Objective
Copy out each of the lines that follow, changing nothing.
※ ※ ※
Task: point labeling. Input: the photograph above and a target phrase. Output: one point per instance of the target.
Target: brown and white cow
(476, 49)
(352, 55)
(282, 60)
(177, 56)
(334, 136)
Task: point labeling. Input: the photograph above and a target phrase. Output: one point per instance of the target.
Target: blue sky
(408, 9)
※ ※ ※
Expected output
Task: point labeling. Input: the photograph above and a target phrase. Output: one point per instance of the target.
Target: brown and white cow
(476, 49)
(352, 55)
(282, 60)
(177, 56)
(334, 136)
Task: point labeling. Input: the photograph above and a target phrase. Output: one point per instance of the target.
Target: blue sky
(408, 9)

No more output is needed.